**Set problem**: Transcribe every line of the listing below without any deviation.

**Material supplied**:
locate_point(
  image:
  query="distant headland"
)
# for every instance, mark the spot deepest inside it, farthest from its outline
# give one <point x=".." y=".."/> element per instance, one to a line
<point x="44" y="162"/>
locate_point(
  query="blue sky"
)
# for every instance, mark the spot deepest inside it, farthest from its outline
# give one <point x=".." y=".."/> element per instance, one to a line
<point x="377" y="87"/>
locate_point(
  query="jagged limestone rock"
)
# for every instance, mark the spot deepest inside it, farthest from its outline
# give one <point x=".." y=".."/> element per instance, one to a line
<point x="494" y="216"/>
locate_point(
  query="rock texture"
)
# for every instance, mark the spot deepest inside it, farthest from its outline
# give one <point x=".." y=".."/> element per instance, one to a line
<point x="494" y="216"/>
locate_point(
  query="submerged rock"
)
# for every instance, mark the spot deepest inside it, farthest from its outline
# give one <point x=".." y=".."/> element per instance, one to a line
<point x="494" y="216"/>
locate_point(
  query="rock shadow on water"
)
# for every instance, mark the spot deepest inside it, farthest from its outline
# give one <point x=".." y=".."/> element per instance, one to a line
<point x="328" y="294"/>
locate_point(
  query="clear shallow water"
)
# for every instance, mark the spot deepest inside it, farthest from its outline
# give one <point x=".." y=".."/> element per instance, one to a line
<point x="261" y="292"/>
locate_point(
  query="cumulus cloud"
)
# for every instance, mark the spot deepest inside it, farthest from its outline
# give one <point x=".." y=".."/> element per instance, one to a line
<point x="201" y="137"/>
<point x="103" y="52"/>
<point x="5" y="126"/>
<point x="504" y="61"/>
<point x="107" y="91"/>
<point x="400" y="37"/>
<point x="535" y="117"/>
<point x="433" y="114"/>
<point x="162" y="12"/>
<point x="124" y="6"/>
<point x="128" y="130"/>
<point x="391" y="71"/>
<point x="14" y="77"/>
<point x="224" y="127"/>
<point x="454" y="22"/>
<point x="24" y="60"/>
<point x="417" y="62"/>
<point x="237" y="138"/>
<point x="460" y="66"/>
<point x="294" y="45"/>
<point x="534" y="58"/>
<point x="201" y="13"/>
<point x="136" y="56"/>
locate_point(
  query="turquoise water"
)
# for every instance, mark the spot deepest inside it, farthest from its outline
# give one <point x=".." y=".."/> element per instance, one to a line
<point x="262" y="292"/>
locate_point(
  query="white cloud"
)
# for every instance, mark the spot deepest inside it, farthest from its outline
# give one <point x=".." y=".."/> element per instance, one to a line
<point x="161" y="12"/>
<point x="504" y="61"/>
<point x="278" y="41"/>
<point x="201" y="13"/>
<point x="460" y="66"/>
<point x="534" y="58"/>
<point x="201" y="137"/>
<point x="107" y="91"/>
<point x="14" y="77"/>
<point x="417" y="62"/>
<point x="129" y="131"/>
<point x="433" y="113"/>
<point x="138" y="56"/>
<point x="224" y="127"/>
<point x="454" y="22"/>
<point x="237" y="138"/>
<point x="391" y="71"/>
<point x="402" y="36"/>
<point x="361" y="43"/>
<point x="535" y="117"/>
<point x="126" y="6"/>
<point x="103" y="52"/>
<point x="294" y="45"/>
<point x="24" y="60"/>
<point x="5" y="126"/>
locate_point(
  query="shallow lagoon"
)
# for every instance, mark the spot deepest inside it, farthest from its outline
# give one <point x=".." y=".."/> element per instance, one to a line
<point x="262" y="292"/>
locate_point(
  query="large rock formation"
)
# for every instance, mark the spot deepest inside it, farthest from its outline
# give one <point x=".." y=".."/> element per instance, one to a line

**Completed exercise**:
locate_point(
  image:
  query="distant headland"
)
# for every instance, mark the spot deepest inside it, farthest from its outline
# give one <point x=".." y=".."/> element per instance, one to a line
<point x="44" y="162"/>
locate_point(
  query="blue sky"
)
# for every instance, mark the spot deepest inside it, farthest from its outline
# give one <point x=".." y=".."/> element per instance, one to a line
<point x="377" y="87"/>
locate_point(
  query="jagged limestone rock"
)
# for every instance, mark the spot deepest inside it, farthest from its outline
# give one <point x=".." y=".."/> element per instance, one to a line
<point x="494" y="216"/>
locate_point(
  query="rock texture"
)
# for every instance, mark the spot deepest inside it, farthest from its outline
# give one <point x=".." y=".."/> element per instance, one to a line
<point x="494" y="216"/>
locate_point(
  query="submerged rock"
)
# for every instance, mark the spot deepest inside it, farthest from its outline
# give one <point x=".." y=".."/> element per instance, one to a line
<point x="494" y="216"/>
locate_point(
  query="rock shadow on water"
)
# for every instance, mark the spot deepest inside it, farthest from its outline
# give one <point x=".." y=".."/> element per instance, one to a line
<point x="328" y="294"/>
locate_point(
  query="clear shallow water"
)
# for every instance, mark the spot deepest inside it, farthest from its outline
# give one <point x=".." y=".."/> element per instance, one to a line
<point x="261" y="292"/>
locate_point(
  query="cumulus cloud"
)
# for every instance, mark the spot deepest inside it, farthest from its outline
# give one <point x=".." y=".."/> element per instance, one to a line
<point x="201" y="137"/>
<point x="103" y="52"/>
<point x="5" y="126"/>
<point x="504" y="61"/>
<point x="107" y="91"/>
<point x="400" y="37"/>
<point x="535" y="117"/>
<point x="433" y="114"/>
<point x="162" y="12"/>
<point x="124" y="6"/>
<point x="128" y="130"/>
<point x="391" y="71"/>
<point x="14" y="77"/>
<point x="224" y="127"/>
<point x="454" y="22"/>
<point x="24" y="60"/>
<point x="417" y="62"/>
<point x="237" y="138"/>
<point x="460" y="66"/>
<point x="294" y="45"/>
<point x="534" y="58"/>
<point x="201" y="13"/>
<point x="136" y="56"/>
locate_point(
  query="turquoise water"
)
# for every instance, mark the spot deepest inside it, farthest from its outline
# give one <point x=".." y=".."/> element per instance, one to a line
<point x="262" y="292"/>
locate_point(
  query="white cloud"
)
# for every instance, mark the spot deepest inside it, farthest from its outline
# give one <point x=".." y=".."/> element per instance, one to a line
<point x="161" y="12"/>
<point x="504" y="61"/>
<point x="278" y="41"/>
<point x="201" y="13"/>
<point x="460" y="66"/>
<point x="534" y="58"/>
<point x="201" y="137"/>
<point x="107" y="91"/>
<point x="14" y="77"/>
<point x="417" y="62"/>
<point x="129" y="131"/>
<point x="433" y="113"/>
<point x="138" y="56"/>
<point x="224" y="127"/>
<point x="454" y="22"/>
<point x="237" y="138"/>
<point x="391" y="71"/>
<point x="402" y="36"/>
<point x="361" y="43"/>
<point x="535" y="117"/>
<point x="126" y="6"/>
<point x="103" y="52"/>
<point x="294" y="45"/>
<point x="24" y="60"/>
<point x="5" y="126"/>
locate_point(
  query="shallow lagoon"
)
# for every instance, mark the spot deepest inside it, farthest from its outline
# give one <point x=".." y=".."/> element per instance, one to a line
<point x="262" y="292"/>
locate_point(
  query="large rock formation"
)
# for every instance, mark the spot deepest inside it, farthest from its outline
# give one <point x=".." y=".."/> element per instance, one to a line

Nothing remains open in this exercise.